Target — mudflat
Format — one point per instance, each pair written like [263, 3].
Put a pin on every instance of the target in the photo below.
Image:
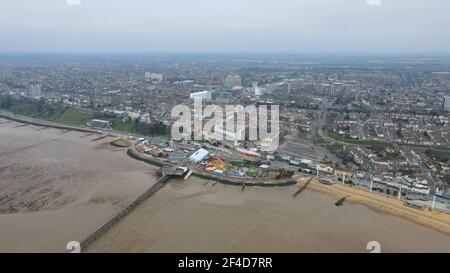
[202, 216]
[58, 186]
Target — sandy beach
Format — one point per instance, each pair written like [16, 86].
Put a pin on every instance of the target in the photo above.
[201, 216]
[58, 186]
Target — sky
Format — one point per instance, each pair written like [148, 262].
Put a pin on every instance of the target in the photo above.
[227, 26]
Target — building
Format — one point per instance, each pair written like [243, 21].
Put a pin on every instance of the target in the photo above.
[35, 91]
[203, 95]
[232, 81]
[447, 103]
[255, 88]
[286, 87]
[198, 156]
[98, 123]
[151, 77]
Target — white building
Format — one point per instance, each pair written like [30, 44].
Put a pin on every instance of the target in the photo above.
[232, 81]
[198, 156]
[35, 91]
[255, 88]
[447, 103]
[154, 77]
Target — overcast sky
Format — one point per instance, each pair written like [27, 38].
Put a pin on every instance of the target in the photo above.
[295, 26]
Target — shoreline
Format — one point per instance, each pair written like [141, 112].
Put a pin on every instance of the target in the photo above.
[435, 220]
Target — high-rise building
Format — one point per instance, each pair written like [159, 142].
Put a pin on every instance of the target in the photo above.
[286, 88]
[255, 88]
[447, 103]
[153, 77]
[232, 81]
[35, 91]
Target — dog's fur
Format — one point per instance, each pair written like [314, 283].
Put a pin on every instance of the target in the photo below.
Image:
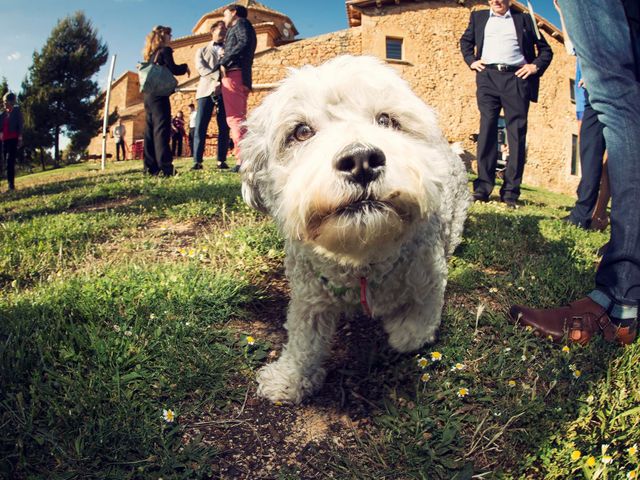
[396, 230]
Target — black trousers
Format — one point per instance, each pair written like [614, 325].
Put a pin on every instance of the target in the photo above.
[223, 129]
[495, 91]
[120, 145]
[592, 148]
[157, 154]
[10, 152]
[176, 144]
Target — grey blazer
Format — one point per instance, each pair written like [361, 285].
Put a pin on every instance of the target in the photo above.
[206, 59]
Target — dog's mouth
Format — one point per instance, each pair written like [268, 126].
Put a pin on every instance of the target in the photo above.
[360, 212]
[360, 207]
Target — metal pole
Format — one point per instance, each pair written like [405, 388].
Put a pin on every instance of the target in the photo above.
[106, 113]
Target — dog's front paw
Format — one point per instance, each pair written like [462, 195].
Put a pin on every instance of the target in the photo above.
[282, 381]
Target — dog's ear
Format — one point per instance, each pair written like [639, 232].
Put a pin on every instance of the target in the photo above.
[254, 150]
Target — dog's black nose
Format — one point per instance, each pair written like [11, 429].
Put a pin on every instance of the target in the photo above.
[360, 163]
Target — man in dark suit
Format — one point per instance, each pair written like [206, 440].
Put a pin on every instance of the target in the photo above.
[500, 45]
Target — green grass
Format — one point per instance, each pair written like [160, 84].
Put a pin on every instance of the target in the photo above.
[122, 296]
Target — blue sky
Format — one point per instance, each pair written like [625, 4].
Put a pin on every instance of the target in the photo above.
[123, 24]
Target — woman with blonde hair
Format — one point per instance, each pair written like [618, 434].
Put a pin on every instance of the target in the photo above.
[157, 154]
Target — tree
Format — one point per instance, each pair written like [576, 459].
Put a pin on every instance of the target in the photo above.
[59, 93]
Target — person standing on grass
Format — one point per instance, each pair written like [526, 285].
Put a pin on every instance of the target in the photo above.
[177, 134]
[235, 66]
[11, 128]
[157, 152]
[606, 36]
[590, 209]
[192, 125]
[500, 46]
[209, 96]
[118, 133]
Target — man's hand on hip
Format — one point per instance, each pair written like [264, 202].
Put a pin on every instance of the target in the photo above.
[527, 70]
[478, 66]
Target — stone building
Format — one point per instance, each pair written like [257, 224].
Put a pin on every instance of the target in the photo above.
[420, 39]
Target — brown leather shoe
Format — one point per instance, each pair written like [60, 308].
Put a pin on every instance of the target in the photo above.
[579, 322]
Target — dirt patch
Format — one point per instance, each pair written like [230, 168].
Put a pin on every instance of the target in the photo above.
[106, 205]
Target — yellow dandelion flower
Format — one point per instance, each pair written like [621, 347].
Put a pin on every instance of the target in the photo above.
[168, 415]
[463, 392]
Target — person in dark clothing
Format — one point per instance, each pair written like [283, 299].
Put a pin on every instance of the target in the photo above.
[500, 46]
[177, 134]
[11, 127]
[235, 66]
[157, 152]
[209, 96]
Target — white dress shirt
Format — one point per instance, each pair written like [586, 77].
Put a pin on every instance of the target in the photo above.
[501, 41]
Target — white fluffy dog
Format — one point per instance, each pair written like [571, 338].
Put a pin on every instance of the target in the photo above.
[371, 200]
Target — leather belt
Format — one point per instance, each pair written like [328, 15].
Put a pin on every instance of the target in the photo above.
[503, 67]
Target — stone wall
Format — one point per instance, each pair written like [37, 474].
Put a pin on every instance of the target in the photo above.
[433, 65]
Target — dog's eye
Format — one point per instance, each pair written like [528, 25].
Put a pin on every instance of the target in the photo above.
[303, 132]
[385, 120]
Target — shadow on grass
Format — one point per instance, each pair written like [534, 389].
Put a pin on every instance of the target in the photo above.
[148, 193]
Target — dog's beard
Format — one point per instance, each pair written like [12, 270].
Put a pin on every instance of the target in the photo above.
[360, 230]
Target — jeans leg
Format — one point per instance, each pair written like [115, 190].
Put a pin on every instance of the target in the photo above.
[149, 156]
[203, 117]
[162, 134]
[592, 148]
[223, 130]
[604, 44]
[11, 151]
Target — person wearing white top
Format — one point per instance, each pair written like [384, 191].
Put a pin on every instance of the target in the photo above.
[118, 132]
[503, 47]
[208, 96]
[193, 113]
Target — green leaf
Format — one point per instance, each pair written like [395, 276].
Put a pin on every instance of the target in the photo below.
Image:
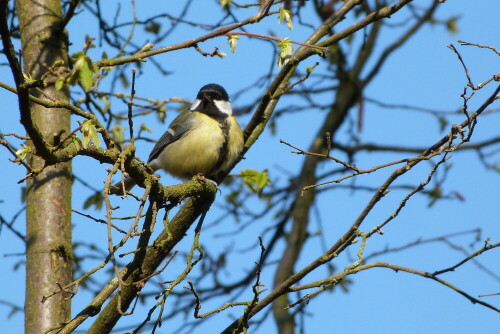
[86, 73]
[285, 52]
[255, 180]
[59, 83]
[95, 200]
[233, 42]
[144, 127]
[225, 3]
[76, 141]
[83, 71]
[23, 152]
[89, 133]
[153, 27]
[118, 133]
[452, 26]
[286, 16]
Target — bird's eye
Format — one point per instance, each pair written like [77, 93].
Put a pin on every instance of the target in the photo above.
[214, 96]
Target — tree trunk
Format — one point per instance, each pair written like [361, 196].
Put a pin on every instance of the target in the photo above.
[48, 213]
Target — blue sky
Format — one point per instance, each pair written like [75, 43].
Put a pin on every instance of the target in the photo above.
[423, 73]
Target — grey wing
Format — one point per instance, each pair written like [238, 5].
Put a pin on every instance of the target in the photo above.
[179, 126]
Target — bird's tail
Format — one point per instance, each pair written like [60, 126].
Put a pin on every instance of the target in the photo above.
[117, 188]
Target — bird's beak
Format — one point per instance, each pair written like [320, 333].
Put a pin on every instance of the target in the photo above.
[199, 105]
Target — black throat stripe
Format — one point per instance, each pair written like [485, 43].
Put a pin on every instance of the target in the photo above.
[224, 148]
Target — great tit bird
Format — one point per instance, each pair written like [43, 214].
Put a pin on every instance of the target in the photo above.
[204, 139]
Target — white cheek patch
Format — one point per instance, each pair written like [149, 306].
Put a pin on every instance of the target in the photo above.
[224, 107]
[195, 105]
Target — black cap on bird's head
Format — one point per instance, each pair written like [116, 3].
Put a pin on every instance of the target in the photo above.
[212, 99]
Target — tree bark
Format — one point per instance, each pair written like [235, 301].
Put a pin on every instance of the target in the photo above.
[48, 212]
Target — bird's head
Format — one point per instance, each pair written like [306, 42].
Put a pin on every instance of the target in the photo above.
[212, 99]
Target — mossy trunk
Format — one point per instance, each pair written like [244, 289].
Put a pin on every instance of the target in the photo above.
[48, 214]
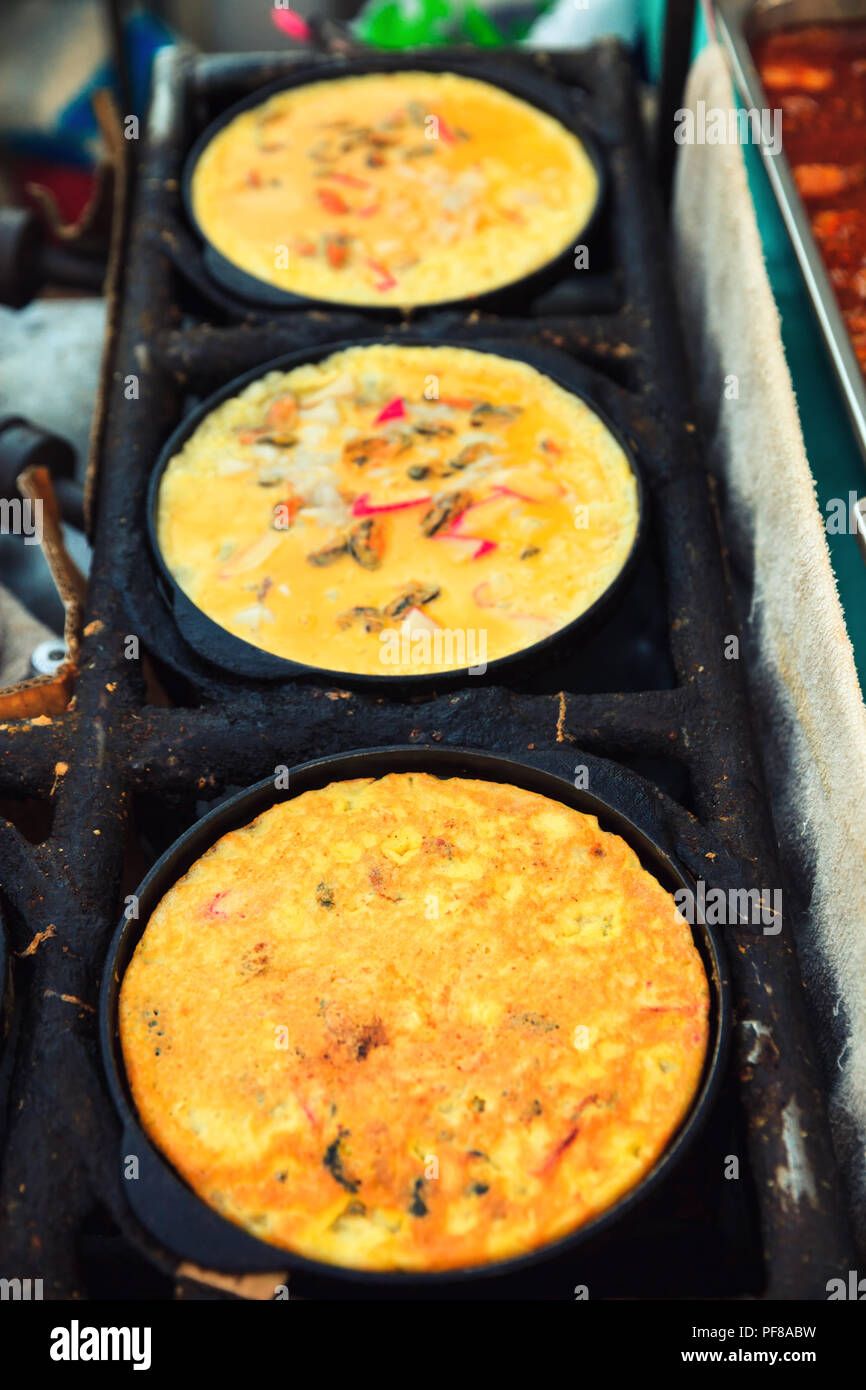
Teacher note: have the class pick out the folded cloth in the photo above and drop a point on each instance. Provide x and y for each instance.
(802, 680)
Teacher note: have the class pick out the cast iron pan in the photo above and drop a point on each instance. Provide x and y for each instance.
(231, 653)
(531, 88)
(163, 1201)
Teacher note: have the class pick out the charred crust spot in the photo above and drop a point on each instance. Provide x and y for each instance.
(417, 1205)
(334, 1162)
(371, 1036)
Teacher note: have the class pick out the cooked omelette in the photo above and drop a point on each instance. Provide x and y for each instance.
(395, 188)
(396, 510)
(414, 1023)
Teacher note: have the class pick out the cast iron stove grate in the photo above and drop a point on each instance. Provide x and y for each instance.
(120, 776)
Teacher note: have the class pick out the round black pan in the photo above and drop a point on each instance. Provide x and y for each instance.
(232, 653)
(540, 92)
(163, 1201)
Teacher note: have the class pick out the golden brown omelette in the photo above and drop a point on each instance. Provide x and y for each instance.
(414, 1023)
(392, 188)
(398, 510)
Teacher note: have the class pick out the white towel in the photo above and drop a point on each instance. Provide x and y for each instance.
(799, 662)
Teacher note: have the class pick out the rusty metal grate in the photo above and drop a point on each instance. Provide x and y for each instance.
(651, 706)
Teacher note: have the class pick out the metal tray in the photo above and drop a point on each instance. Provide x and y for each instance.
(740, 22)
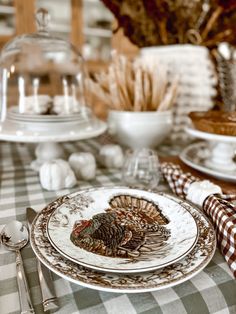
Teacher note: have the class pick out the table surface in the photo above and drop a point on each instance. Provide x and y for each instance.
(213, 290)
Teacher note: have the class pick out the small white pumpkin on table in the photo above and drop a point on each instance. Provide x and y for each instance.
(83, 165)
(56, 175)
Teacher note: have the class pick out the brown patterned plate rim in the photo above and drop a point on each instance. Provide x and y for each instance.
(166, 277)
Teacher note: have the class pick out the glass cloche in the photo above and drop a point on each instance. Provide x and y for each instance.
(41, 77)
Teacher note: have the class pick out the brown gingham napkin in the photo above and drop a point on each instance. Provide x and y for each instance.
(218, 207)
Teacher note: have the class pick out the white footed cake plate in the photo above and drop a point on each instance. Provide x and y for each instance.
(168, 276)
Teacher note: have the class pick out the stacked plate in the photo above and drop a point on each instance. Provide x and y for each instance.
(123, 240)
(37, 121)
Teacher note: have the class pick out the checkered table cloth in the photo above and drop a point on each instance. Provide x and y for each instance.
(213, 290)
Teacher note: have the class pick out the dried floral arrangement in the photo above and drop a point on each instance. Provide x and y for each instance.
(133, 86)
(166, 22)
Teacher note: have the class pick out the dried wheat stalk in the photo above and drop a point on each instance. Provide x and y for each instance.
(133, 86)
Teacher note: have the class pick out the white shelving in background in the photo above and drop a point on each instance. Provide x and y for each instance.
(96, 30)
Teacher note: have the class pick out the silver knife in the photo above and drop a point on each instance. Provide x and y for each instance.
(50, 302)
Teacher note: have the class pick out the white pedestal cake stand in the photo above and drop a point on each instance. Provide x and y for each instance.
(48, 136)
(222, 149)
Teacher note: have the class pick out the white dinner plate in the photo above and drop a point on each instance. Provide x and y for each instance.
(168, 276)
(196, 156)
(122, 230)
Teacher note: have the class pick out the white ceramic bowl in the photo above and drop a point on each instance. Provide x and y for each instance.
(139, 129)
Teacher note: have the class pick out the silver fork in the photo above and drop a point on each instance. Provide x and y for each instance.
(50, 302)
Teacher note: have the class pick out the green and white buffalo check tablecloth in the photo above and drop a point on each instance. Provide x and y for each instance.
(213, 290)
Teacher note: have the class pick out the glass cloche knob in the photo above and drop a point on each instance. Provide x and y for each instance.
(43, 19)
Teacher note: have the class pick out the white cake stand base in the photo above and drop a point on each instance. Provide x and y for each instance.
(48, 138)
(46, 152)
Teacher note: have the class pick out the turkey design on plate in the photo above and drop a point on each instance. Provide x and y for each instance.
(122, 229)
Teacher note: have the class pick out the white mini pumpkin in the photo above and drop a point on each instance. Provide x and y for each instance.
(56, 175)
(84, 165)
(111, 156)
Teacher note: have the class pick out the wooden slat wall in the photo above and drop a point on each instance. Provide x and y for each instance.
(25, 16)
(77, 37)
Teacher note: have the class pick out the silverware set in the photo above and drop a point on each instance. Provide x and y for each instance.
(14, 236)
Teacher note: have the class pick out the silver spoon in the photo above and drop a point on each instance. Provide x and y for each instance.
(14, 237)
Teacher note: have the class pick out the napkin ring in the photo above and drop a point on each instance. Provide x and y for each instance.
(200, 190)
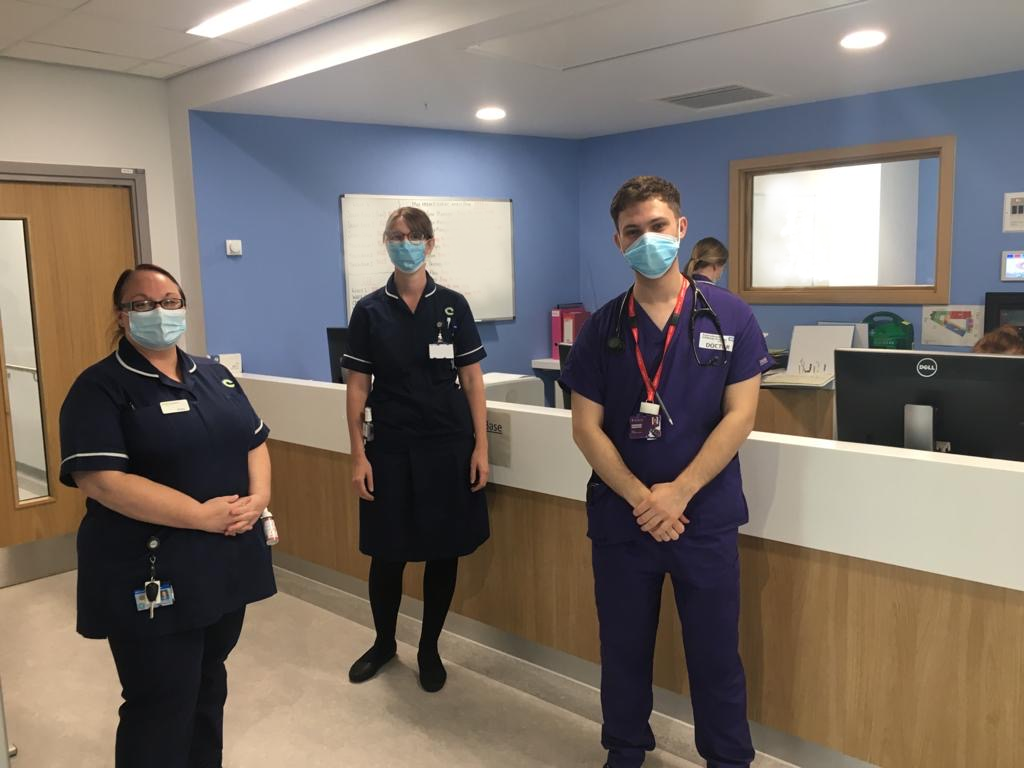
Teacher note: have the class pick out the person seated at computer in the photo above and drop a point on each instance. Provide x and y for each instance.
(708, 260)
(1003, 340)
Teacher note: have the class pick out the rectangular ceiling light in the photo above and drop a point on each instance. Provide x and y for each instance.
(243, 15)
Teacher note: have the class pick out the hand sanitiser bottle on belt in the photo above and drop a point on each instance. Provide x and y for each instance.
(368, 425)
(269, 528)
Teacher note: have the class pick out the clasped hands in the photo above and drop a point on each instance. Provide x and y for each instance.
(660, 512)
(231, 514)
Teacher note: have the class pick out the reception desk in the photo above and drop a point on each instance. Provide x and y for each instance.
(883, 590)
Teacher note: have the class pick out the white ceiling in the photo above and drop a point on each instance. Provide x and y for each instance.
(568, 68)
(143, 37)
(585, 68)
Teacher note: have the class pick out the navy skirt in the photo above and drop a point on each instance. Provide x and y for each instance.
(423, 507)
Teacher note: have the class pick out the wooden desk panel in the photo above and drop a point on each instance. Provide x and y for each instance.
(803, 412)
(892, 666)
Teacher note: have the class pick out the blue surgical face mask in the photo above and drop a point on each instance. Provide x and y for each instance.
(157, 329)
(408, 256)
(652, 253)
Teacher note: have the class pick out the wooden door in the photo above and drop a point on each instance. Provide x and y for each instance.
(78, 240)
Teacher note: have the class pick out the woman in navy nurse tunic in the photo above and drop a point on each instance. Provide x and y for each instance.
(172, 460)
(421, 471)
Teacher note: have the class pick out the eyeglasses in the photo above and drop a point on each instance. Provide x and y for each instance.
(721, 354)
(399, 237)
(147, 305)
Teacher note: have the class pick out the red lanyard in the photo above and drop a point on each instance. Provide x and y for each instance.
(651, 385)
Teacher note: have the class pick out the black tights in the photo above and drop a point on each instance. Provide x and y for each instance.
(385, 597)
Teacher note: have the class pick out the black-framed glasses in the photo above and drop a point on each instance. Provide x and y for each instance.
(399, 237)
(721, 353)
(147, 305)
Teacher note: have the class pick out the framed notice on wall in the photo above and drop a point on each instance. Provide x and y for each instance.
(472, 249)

◆ ABOUT THIS EXERCISE
Using the listing above, locate the lines that hold "building" and copy each one.

◆ YOUR SOLUTION
Target — building
Target — white building
Target — high-rise building
Target — stone building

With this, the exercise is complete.